Stored data entries
• • •
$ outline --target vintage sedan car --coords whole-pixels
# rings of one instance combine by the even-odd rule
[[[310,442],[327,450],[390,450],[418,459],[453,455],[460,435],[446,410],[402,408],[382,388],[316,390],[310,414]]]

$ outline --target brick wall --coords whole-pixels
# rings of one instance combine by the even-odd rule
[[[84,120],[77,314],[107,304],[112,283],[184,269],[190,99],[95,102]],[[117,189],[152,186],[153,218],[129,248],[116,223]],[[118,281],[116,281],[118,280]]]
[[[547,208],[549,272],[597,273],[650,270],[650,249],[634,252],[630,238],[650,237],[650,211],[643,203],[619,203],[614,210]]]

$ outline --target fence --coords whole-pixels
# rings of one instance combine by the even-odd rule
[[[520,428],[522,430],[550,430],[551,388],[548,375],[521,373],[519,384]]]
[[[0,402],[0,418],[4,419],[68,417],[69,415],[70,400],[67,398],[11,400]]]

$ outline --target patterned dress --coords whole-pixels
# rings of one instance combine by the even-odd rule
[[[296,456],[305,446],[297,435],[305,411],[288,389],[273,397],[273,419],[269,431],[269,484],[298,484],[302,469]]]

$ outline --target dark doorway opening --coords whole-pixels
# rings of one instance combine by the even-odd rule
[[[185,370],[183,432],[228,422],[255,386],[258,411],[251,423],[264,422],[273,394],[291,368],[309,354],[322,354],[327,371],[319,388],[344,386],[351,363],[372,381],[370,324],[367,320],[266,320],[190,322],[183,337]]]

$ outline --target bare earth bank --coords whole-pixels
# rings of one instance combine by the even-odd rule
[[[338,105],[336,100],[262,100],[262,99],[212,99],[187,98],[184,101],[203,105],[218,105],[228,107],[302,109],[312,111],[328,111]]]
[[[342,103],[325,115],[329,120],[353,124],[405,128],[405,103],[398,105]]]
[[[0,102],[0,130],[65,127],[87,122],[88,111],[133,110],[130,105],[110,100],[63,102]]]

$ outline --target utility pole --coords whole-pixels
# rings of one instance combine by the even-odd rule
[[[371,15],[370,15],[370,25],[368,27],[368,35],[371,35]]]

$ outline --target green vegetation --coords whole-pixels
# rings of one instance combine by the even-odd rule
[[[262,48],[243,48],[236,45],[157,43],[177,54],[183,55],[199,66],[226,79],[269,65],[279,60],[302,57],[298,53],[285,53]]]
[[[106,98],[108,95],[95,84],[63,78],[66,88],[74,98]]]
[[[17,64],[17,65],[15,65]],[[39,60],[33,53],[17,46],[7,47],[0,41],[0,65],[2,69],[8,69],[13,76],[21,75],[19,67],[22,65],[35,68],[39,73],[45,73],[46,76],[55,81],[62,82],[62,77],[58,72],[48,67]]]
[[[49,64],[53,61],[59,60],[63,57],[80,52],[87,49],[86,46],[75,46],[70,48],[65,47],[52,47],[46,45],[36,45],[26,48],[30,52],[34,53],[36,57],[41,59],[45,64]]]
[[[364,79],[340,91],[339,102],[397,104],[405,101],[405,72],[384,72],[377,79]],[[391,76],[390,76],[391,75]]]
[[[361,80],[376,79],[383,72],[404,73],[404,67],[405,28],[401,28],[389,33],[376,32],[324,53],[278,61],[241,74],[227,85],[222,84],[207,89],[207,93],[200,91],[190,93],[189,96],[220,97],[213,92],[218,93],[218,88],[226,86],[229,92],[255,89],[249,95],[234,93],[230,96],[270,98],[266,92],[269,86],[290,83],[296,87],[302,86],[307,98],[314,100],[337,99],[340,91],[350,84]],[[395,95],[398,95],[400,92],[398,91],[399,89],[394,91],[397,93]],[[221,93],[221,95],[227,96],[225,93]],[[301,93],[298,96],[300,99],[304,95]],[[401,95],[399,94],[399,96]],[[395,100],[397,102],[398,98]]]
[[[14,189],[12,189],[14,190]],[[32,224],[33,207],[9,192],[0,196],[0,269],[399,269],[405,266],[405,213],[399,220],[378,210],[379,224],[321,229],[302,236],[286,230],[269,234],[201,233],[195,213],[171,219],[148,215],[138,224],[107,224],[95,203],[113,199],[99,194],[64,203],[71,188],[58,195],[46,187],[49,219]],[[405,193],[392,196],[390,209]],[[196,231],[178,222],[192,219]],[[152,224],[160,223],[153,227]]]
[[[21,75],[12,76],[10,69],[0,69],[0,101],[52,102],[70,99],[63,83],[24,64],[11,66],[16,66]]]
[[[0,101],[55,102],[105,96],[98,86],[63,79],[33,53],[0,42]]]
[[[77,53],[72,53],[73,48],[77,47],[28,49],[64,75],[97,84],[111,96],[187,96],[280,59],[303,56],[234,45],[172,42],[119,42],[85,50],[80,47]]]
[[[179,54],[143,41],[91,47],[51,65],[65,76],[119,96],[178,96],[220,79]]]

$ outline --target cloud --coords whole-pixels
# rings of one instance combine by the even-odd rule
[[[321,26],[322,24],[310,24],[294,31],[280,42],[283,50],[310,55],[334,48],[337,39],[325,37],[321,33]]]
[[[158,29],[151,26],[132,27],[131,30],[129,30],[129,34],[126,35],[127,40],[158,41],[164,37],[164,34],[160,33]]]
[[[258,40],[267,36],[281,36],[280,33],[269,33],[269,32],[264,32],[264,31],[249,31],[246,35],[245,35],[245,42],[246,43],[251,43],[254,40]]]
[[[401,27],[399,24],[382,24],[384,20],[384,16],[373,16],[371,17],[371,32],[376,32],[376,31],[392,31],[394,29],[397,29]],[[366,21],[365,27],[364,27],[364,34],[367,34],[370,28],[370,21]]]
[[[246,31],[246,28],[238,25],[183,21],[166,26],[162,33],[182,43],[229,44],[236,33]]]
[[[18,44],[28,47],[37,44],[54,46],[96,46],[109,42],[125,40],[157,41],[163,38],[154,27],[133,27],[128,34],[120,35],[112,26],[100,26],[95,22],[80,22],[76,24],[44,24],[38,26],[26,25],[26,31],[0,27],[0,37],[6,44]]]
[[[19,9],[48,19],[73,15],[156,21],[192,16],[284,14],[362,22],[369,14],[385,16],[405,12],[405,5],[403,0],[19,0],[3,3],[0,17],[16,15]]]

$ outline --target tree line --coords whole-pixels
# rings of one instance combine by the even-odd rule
• • •
:: HOW TO COMPLETE THIS TASK ::
Your response should hold the lines from the first line of the entries above through the line with "wall --coords whole-pixels", each retyped exactly, and nothing else.

:: TASK RESPONSE ::
$ outline --target vintage sedan car --coords whole-pixels
# rings of one instance combine by the even-odd rule
[[[310,442],[327,450],[390,450],[418,459],[453,455],[460,435],[446,410],[402,408],[382,388],[316,390],[310,414]]]

$ outline --target brick wall --coords whole-pixels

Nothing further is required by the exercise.